Print, exactly as they appear in the listing below, the lines from the line with "TARGET = rectangular wall mirror" to the line with "TARGET = recessed ceiling light", with both end lines kept.

───── Provided records ─────

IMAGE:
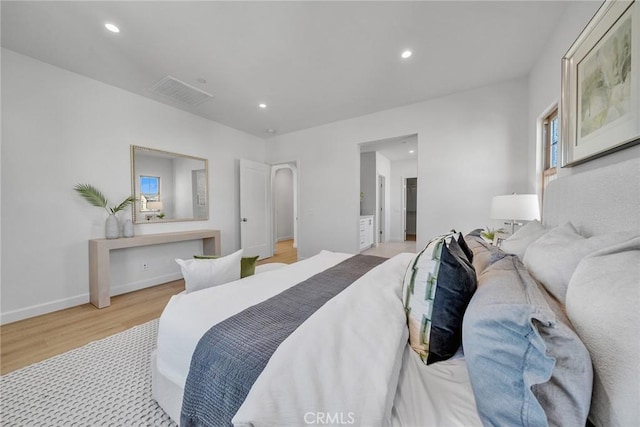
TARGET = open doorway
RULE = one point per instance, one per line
(384, 165)
(410, 208)
(382, 210)
(285, 207)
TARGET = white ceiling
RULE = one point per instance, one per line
(394, 149)
(311, 62)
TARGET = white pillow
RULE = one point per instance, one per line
(204, 273)
(602, 303)
(553, 258)
(519, 241)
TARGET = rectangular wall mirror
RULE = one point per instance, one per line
(168, 186)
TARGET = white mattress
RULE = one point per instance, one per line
(435, 395)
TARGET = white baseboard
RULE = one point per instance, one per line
(44, 308)
(61, 304)
(146, 283)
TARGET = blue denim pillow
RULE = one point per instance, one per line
(526, 364)
(438, 285)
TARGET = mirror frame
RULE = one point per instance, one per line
(138, 219)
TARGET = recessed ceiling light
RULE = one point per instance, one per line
(112, 28)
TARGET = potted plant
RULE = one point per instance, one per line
(95, 197)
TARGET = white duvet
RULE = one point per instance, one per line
(343, 366)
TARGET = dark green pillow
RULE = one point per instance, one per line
(247, 264)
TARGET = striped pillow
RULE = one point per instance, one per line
(438, 286)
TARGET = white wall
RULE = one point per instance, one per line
(368, 183)
(59, 129)
(471, 146)
(400, 170)
(544, 89)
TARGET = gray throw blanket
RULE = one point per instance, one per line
(232, 354)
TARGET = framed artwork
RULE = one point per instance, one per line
(600, 110)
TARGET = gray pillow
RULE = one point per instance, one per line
(553, 258)
(602, 302)
(526, 364)
(484, 254)
(519, 241)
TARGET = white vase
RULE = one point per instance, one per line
(111, 227)
(127, 229)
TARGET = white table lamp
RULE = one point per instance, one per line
(514, 207)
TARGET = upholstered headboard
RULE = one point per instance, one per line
(597, 201)
(604, 292)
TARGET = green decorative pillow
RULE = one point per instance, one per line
(437, 287)
(247, 264)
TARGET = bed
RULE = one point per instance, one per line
(354, 361)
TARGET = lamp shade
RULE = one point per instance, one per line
(516, 206)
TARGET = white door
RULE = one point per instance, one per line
(255, 212)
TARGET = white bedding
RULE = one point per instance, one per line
(188, 316)
(307, 380)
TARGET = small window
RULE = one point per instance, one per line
(550, 134)
(149, 193)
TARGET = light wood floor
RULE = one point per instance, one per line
(33, 340)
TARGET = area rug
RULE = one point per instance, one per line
(104, 383)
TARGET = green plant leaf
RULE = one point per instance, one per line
(92, 195)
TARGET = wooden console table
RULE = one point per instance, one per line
(99, 256)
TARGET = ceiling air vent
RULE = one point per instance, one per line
(174, 89)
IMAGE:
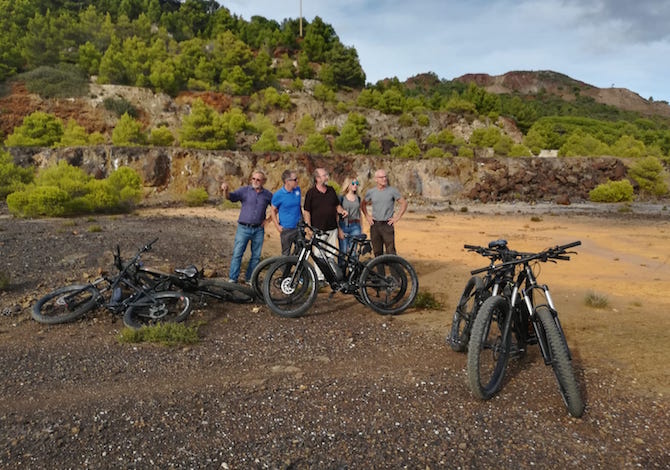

─────

_Response_
TARGET = rectangular wall mirror
RULE = one point per instance, one per line
(168, 186)
TARGET = white mattress
RULE = one point per instance, one per line
(435, 395)
TARGET = white baseboard
RULE = one point per instance, one per line
(44, 308)
(61, 304)
(146, 283)
TARGET = blue denim pillow
RULE = one point per instance, one per line
(526, 364)
(438, 285)
TARGET = mirror frame
RULE = one point per instance, one per line
(138, 219)
TARGET = recessed ceiling light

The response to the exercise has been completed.